• BRIEF: List every line in the rows below that contains the string "hair", copying each such line in full.

************

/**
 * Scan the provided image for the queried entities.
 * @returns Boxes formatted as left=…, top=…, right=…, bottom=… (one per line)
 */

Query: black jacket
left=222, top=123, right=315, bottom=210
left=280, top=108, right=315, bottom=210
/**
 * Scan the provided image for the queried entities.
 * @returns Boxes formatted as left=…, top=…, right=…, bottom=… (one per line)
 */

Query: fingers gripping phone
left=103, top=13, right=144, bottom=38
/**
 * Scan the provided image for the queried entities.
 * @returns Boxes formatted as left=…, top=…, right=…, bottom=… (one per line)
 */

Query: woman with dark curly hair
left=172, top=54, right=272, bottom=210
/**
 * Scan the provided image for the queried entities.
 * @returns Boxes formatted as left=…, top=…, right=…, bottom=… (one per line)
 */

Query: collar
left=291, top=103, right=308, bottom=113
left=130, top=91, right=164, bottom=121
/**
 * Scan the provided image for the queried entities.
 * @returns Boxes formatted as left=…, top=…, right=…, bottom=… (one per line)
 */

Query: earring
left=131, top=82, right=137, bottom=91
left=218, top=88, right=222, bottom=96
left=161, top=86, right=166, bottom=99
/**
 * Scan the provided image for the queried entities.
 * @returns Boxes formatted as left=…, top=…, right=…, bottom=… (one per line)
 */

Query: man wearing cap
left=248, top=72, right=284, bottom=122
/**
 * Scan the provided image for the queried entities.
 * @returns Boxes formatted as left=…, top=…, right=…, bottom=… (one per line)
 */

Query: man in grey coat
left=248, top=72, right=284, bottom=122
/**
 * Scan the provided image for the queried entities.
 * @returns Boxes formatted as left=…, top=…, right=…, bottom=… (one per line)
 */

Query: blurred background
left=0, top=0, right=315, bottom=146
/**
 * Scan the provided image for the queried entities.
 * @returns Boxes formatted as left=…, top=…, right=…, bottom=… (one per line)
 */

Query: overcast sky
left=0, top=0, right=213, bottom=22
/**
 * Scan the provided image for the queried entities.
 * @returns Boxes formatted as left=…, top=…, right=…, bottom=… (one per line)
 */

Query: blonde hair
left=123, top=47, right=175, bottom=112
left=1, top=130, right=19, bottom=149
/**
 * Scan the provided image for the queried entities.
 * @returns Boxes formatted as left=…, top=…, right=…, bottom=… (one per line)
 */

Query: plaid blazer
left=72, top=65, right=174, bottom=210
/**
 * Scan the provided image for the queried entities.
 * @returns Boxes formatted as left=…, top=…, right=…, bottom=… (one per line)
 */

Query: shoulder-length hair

************

• TASK OUTPUT:
Query: woman with dark curly hair
Query: blonde hair
Query: shoulder-length hair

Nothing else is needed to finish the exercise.